··· Exercise data ···

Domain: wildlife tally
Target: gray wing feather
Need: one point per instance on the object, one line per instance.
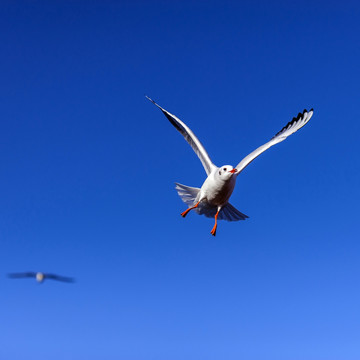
(294, 125)
(190, 137)
(188, 194)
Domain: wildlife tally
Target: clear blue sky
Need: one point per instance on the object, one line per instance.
(88, 167)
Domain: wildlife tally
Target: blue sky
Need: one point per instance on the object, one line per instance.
(88, 169)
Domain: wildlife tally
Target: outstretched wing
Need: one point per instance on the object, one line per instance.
(294, 125)
(190, 138)
(59, 278)
(22, 275)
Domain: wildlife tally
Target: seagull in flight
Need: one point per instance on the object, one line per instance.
(212, 199)
(40, 277)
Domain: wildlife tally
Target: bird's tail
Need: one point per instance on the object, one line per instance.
(188, 194)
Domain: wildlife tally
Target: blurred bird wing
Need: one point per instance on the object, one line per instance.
(22, 275)
(294, 125)
(190, 138)
(59, 278)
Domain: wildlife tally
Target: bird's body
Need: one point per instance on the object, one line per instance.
(40, 276)
(212, 199)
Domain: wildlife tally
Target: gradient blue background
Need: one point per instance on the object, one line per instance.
(88, 167)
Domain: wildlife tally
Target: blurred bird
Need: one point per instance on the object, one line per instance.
(212, 198)
(40, 277)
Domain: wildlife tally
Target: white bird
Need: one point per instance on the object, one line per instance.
(40, 277)
(212, 198)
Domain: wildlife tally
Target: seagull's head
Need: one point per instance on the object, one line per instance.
(40, 277)
(226, 172)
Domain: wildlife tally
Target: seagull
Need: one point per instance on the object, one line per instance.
(40, 277)
(212, 199)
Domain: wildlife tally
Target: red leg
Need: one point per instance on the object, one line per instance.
(213, 231)
(183, 214)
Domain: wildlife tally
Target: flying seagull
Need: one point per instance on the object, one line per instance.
(212, 199)
(40, 277)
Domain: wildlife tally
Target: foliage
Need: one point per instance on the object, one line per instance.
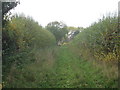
(22, 34)
(6, 7)
(101, 39)
(59, 29)
(61, 68)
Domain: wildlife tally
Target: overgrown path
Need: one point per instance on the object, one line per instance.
(71, 71)
(61, 68)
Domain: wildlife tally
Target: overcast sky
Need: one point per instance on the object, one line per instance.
(72, 12)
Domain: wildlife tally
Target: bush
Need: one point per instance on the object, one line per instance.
(23, 32)
(100, 40)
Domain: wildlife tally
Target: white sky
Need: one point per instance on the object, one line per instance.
(72, 12)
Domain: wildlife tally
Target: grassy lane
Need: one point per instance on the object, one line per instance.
(71, 71)
(60, 68)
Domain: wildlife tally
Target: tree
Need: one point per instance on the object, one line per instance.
(6, 7)
(59, 29)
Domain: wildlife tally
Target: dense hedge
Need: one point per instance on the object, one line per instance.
(100, 40)
(23, 32)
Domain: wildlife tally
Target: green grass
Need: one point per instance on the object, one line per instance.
(60, 68)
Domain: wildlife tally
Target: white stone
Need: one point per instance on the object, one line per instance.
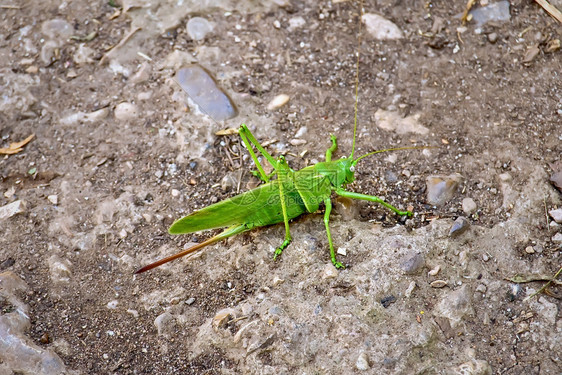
(125, 111)
(556, 215)
(469, 206)
(362, 363)
(330, 271)
(278, 102)
(12, 209)
(380, 28)
(198, 28)
(54, 199)
(393, 121)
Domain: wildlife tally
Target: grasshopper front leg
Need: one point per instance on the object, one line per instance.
(371, 198)
(282, 174)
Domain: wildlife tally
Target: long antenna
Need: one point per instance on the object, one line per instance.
(357, 77)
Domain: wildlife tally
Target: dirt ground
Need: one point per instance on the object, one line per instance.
(102, 181)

···

§ **What you have to do**
Any pictures above are to be left out. Retype the rest of the records exactly.

§ **The completed task**
Domain: wildlife tally
Target: gray wing feather
Need: one point per instance on the object, one line per instance.
(294, 125)
(190, 137)
(188, 194)
Domain: wildlife tally
Target: clear blue sky
Need: one point per instance on the object, one line per instance.
(88, 167)
Domain: wildlife tally
Target: blue sky
Need: one point per instance on the object, one line per instance.
(88, 169)
Domain: wildlife tally
Target: outstretched wing
Need: one point per instance on the object, one line per instance.
(294, 125)
(190, 138)
(59, 278)
(22, 275)
Domain: wildlife tally
Target: seagull in flight
Need: one point per instance on the object, one line per instance.
(212, 199)
(40, 277)
Domain: wildlife tally
Target: bird's tail
Need: one point per instance on the object, one line per instance.
(188, 194)
Domain: wildlife tally
Target: blurred bird wing
Need: one point per instance on the object, one line per instance.
(22, 275)
(294, 125)
(190, 138)
(59, 278)
Domain: wildlife tally
Target: bird's body
Need: one point per instance on the object, one line per instance.
(40, 276)
(212, 199)
Domain: wildlife tally
Target: gradient blue background
Need: one point per instance on the object, one line per instance.
(88, 167)
Domain: wildlife tally
Target: blurred bird
Need: one point per instance on the object, one line per instance.
(212, 198)
(40, 277)
Domain: wildlife tally
Target: white bird
Need: one point per instance on the object, one line per instance.
(40, 277)
(212, 198)
Domain: wildlife tally
Target: seagull's head
Need: one point per instance on the object, one line per instance.
(40, 277)
(226, 172)
Domain: wildlife tally
Target: seagull
Need: one point per instance on the object, one line per instance.
(40, 277)
(212, 199)
Domain: wildlife tally
Target: red leg
Need: one point per instance on the object, one line per instance.
(213, 231)
(183, 214)
Domain: wildlife tally
Target: flying seagull
Need: one point per instance on the object, one line per instance.
(212, 199)
(40, 277)
Domain: wildlife tally
Target: foliage
Need: one point per instance on the object, one line per instance.
(22, 34)
(6, 7)
(101, 39)
(59, 29)
(61, 68)
Domain: wildlife tally
Target: overgrown path
Need: one point per instance on the object, one line per instance.
(71, 71)
(61, 68)
Domain: wildlife tally
Target: overcast sky
Need: one point per instance on the object, one line per instance.
(72, 12)
Domain: wildlife tally
Target: bush
Need: one point per instance on the object, one line per instance.
(23, 32)
(100, 40)
Domain: wildlife tally
Target: white sky
Need: one point per instance on the object, one line per instance.
(72, 12)
Domain: wildlife tally
Target: grassy lane
Need: one point per instance on the object, one line per instance.
(71, 71)
(60, 68)
Domain: wildlife tally
Target: tree
Need: one point per instance on the object, one line per instance.
(6, 7)
(59, 29)
Domain: wildlife tally
Target: dense hedge
Need: one point per instance on the object, one line per instance.
(100, 40)
(23, 32)
Domain: wildlife tally
Target: green grass
Need: one point per instance on the object, one line per instance.
(60, 68)
Domain: wildlife tally
Target: white stone
Need: one point per instance on the object, one line per instance.
(125, 111)
(556, 215)
(469, 206)
(362, 363)
(330, 271)
(278, 102)
(12, 209)
(380, 28)
(198, 28)
(54, 199)
(393, 121)
Domain: wildlife tally
Target: grasshopper front leg
Need: one point per instance on the object, one line per instance.
(371, 198)
(282, 174)
Domain: wildlife tally
Target: long antenna
Need: one point per instance on the object, one line per instance.
(357, 77)
Domain: wildlife tally
Target: dirt ground
Need: one point per instance on the object, one line per instance.
(102, 181)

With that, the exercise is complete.